[Bounding-box records]
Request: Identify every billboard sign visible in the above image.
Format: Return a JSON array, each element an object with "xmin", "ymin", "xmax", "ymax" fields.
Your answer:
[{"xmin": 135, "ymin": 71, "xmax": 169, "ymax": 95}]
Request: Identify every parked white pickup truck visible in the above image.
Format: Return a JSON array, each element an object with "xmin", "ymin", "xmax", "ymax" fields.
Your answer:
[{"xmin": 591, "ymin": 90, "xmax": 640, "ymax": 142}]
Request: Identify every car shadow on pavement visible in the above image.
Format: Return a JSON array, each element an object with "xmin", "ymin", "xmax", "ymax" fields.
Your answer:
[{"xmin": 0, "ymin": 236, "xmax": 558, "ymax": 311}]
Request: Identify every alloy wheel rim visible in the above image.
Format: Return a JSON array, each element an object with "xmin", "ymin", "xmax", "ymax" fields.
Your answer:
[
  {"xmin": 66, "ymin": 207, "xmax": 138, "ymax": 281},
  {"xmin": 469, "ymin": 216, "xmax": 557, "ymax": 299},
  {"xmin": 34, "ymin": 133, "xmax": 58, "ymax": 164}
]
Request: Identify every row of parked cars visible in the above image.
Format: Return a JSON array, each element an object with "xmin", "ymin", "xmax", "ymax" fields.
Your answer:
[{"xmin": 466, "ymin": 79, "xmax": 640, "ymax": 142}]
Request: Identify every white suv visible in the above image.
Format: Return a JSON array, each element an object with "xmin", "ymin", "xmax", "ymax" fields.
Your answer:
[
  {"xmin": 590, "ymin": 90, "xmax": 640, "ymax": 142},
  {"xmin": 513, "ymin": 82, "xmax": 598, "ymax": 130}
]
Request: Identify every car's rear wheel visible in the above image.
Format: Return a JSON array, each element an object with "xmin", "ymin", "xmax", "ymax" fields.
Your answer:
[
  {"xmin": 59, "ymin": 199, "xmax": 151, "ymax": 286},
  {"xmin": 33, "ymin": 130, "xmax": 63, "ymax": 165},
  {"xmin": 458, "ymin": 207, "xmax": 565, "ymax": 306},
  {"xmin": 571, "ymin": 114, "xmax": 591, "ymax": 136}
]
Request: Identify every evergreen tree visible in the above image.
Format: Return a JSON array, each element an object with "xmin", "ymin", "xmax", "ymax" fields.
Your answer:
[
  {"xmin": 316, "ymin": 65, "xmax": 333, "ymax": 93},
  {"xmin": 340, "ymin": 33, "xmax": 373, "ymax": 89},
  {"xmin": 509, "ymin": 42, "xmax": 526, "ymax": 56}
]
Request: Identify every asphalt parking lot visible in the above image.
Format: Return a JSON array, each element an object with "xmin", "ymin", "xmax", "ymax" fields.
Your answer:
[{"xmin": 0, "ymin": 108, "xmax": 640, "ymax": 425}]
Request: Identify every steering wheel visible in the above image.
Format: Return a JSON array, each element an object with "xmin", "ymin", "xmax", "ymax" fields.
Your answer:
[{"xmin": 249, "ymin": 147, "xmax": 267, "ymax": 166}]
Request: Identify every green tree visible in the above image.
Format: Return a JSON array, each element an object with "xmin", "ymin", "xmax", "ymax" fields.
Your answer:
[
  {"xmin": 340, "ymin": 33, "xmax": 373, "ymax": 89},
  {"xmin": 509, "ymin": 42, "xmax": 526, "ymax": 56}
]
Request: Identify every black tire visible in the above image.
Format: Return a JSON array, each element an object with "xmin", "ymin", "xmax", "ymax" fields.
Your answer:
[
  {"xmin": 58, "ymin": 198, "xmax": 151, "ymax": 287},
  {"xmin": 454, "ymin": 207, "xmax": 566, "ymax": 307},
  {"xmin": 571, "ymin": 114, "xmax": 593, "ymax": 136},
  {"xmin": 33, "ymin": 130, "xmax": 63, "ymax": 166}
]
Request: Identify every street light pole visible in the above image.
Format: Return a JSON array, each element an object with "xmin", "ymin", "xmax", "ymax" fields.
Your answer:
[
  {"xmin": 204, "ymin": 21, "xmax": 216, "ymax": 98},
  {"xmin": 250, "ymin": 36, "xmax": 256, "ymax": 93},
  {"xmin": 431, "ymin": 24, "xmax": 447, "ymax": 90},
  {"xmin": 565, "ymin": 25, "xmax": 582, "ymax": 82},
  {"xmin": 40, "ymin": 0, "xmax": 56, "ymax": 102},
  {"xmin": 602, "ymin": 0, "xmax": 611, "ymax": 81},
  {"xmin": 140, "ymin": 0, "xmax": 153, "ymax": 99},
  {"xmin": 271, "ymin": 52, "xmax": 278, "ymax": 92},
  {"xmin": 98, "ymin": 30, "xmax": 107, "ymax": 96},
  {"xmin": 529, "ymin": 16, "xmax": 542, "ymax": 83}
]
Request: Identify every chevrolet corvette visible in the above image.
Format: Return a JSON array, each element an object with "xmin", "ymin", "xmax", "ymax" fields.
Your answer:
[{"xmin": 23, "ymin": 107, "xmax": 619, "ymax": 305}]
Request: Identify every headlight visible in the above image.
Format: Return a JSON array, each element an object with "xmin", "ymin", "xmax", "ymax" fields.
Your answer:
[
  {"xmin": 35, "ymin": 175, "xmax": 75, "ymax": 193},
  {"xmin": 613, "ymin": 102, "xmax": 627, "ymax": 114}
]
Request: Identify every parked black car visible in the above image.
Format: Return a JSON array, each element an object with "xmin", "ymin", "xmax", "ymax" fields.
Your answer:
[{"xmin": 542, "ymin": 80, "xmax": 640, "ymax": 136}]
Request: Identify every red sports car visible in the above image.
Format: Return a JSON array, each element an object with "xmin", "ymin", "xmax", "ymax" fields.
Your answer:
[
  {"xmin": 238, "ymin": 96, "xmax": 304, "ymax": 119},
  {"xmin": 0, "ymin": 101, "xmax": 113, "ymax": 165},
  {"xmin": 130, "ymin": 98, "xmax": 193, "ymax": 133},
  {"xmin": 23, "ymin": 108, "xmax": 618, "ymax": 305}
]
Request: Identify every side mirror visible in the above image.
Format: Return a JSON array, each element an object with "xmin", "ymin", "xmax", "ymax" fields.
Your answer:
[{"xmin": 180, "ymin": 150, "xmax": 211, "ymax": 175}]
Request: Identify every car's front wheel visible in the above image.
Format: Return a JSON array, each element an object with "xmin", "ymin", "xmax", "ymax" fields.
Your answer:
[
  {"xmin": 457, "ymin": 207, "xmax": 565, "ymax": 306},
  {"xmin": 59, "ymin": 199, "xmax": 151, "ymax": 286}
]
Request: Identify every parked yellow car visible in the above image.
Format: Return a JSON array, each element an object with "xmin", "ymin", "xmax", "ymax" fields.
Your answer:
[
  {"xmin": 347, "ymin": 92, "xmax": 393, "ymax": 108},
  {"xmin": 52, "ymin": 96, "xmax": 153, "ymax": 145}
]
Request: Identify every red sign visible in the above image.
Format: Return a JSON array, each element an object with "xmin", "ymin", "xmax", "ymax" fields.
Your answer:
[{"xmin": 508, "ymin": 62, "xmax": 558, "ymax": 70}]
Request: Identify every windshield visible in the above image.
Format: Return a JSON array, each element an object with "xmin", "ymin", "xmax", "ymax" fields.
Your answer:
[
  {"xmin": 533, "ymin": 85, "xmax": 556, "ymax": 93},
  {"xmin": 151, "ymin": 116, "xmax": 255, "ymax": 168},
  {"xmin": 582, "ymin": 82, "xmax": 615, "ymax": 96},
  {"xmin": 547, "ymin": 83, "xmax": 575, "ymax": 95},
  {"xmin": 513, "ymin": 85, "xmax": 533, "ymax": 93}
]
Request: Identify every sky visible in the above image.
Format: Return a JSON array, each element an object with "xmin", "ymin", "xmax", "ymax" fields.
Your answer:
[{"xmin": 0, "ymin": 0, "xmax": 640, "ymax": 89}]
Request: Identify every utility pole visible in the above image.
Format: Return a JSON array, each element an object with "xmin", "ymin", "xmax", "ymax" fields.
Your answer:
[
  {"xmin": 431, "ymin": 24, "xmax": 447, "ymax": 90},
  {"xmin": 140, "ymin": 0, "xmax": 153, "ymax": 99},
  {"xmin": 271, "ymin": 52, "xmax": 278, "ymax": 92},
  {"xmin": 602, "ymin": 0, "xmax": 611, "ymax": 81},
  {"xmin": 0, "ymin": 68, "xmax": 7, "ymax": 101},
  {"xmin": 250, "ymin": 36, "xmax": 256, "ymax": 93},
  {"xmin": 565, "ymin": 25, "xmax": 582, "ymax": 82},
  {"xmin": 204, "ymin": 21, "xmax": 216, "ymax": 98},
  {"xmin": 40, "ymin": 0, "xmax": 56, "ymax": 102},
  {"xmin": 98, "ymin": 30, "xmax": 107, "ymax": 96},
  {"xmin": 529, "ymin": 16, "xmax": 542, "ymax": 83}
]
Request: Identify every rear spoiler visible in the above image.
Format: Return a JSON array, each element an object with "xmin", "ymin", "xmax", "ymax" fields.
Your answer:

- [Task instructions] Output the lines from the line containing "Request: Identify every red sign" to the end, both included; add nothing.

- [Final answer]
Request: Identify every red sign visible in the above image.
Format: Return a JSON array, each element an object with "xmin", "ymin", "xmax", "ymax" fields.
Your answer:
[{"xmin": 508, "ymin": 62, "xmax": 558, "ymax": 70}]
Request: Identify every windshield visible in the above image.
Format: Return a JSON array, each element an object with "xmin", "ymin", "xmax", "ymax" fields.
Your answer:
[
  {"xmin": 533, "ymin": 85, "xmax": 556, "ymax": 93},
  {"xmin": 151, "ymin": 116, "xmax": 255, "ymax": 168},
  {"xmin": 582, "ymin": 82, "xmax": 615, "ymax": 96},
  {"xmin": 547, "ymin": 83, "xmax": 575, "ymax": 95},
  {"xmin": 513, "ymin": 85, "xmax": 533, "ymax": 93}
]
Request: Identify every sky visible in the above image.
Format: Return a JSON array, each element an object with "xmin", "ymin", "xmax", "ymax" fields.
Your answer:
[{"xmin": 0, "ymin": 0, "xmax": 640, "ymax": 89}]
Request: Identify every utility pole visible in the above image.
Format: Return a JSON array, each element an object with "xmin", "ymin", "xmax", "ymax" fields.
Your answer:
[
  {"xmin": 431, "ymin": 24, "xmax": 447, "ymax": 90},
  {"xmin": 140, "ymin": 0, "xmax": 153, "ymax": 99},
  {"xmin": 271, "ymin": 52, "xmax": 278, "ymax": 92},
  {"xmin": 602, "ymin": 0, "xmax": 611, "ymax": 81},
  {"xmin": 0, "ymin": 68, "xmax": 7, "ymax": 101},
  {"xmin": 250, "ymin": 36, "xmax": 256, "ymax": 93},
  {"xmin": 565, "ymin": 25, "xmax": 582, "ymax": 82},
  {"xmin": 204, "ymin": 21, "xmax": 216, "ymax": 98},
  {"xmin": 40, "ymin": 0, "xmax": 56, "ymax": 102},
  {"xmin": 98, "ymin": 30, "xmax": 107, "ymax": 96},
  {"xmin": 529, "ymin": 16, "xmax": 542, "ymax": 83}
]
Request: Identify every rear spoiler visible in the above image.
Format: Return a JSON array, each element an object with "xmin", "ymin", "xmax", "ymax" fields.
Your answer:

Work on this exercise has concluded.